*** The data Section Begins ***

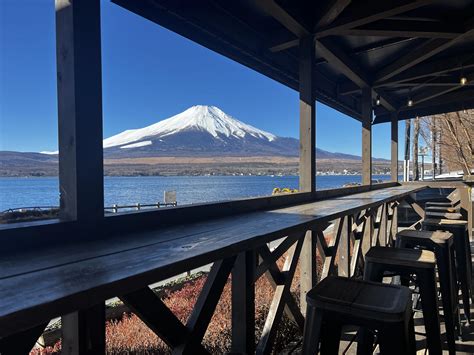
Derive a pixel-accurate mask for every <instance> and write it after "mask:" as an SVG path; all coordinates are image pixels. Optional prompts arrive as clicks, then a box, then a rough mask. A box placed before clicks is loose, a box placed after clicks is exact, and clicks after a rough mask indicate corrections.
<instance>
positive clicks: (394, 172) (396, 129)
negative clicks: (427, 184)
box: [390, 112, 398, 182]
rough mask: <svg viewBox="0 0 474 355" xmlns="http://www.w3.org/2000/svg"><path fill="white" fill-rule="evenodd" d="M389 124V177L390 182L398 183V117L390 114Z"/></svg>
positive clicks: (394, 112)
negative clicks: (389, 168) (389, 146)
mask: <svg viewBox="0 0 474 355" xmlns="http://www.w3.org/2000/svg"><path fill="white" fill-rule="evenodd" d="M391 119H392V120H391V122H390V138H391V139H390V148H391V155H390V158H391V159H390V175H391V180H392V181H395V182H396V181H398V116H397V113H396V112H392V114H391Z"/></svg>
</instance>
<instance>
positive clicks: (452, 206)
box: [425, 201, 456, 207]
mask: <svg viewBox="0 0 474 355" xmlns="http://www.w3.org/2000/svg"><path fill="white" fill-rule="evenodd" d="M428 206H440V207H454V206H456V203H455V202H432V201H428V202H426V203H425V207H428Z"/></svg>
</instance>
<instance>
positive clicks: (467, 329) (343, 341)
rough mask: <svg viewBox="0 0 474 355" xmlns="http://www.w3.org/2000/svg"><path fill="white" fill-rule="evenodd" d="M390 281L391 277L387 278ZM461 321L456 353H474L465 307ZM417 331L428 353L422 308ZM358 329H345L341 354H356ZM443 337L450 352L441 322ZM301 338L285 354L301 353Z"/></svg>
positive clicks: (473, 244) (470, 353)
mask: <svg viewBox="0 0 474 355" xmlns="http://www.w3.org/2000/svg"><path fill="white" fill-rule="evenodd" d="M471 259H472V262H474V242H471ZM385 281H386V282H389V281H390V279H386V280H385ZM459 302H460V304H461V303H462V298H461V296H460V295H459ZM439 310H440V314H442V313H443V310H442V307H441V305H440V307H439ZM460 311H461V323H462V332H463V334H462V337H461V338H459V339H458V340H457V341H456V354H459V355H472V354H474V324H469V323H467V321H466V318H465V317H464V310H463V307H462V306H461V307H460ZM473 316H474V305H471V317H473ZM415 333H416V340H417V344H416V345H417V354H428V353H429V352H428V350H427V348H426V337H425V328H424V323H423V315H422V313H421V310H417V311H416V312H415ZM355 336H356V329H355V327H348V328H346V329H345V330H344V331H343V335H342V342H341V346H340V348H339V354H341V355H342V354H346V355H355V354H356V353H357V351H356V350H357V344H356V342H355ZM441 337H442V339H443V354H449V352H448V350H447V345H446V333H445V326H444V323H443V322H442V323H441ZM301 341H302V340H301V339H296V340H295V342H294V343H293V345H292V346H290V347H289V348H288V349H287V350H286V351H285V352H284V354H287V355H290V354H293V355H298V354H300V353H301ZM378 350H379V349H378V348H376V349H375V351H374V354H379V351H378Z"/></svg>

*** The data Section Ends ***
*** The data Section Begins ***

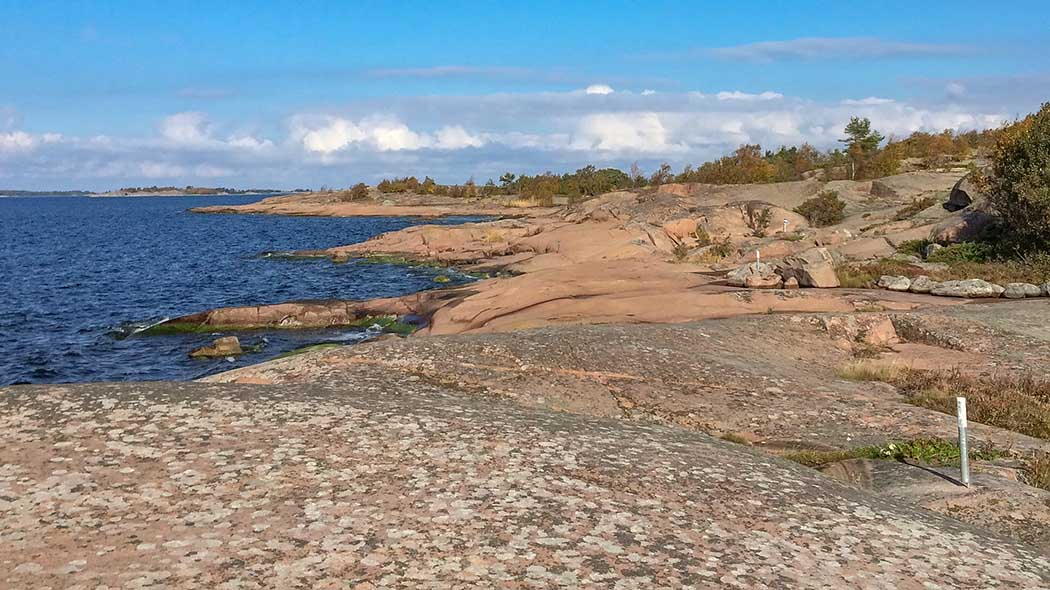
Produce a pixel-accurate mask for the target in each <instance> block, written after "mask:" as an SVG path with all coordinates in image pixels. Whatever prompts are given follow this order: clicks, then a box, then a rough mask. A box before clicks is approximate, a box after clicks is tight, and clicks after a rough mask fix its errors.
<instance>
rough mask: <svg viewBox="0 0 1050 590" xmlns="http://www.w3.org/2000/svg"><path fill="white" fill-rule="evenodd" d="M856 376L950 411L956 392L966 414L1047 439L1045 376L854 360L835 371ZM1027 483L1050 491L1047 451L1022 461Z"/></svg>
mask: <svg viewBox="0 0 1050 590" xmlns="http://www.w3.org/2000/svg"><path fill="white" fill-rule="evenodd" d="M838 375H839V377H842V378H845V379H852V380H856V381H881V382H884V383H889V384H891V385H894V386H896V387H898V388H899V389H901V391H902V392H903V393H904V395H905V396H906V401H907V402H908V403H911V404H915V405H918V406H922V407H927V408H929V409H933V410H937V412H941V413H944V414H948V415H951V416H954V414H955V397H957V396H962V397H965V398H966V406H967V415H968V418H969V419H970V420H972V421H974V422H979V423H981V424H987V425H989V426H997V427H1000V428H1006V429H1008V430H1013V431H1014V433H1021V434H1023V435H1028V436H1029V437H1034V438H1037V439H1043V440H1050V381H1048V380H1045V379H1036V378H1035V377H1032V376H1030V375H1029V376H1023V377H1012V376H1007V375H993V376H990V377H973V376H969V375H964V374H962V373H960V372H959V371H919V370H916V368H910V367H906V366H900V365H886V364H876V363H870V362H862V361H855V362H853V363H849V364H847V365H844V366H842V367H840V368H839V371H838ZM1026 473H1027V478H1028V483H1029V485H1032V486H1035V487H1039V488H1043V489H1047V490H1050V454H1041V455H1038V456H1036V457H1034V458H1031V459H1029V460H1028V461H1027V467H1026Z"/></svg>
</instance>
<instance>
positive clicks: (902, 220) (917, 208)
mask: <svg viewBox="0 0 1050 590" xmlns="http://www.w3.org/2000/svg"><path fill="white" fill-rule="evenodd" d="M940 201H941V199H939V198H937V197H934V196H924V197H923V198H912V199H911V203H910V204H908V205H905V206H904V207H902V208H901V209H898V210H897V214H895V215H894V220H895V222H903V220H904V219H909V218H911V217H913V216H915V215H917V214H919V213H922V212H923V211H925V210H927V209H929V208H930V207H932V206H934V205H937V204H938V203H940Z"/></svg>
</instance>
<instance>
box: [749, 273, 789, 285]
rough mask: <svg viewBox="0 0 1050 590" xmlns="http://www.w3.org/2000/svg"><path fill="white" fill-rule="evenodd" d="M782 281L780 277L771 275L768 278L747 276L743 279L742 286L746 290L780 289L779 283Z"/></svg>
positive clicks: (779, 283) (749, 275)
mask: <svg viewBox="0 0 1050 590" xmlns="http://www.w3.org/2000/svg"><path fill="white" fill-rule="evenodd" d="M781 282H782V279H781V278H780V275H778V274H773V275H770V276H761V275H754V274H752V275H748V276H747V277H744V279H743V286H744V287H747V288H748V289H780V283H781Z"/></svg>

*** The data Section Ends ***

» **Exercise details**
Show each line of the rows above that contains the string "pixels", copying every such line in full.

» **Result of the exercise**
Derive a pixel-accurate mask for every <instance> and write it after "mask:" as an SVG path; all coordinates are image pixels. Optional prompts arrive as clicks, then a box, then a rough mask. A box placed before clicks is loose, a box placed after clicks is exact, and clicks after a rough mask indicate corrections.
Produce a pixel-accurate mask for the target in each <instance> block, written after "mask:" as an SVG path with all coordinates in image pixels. Whatever prompts are given follow this order: clicks, then a box, then a rough mask. A box before clicks is approximate, a box after clicks is tight, and clicks after a rough mask fix its errors.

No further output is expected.